» Objective:
Copy out the material below without changing anything.

» The data:
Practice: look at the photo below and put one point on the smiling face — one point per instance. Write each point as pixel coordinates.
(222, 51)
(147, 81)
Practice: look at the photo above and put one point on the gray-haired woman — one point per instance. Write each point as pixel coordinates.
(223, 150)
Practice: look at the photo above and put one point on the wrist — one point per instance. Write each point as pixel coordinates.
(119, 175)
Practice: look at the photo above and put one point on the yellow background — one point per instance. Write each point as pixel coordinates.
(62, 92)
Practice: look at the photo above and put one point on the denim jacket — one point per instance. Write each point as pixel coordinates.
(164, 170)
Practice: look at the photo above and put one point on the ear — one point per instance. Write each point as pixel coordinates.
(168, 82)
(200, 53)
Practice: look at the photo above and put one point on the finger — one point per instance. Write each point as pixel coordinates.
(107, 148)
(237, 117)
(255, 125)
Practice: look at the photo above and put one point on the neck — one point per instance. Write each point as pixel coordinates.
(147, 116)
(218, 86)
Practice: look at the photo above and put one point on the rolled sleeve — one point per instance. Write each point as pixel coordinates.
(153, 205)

» Solution to the problem:
Practice: look at the photo below and put one point on the smiling face — one point per instance. Write each point as pixel coordinates.
(222, 51)
(147, 81)
Practice: look at the photo above and put one point on the gray-haired woman — one point per instance. Write each point as pixel coordinates.
(223, 150)
Practice: look at the photo above and put one point on the wrist — one point per instance. Write each point as pixel coordinates.
(119, 175)
Practice: look at the photo above and put one point on the yellow background — one point per instance. Write each point as pixel coordinates.
(62, 92)
Practice: look at the photo above and put one point on the denim jacket — one point per instance. Write each point as pixel coordinates.
(164, 170)
Practice: look at the photo above and put one point on the ear — one point per instance. Write each point as pixel coordinates.
(168, 82)
(200, 53)
Practice: look at the photo above and put one point on the finger — one point per instance. Write each point as pixel coordinates.
(107, 148)
(237, 117)
(255, 125)
Practice: look at the photo above and put one point on the neck — one point per instance. Write each point as pixel coordinates.
(147, 116)
(218, 86)
Practice: look at the photo above and put one point on the rolled sleeve — one point per instance. Write each point as pixel coordinates.
(153, 205)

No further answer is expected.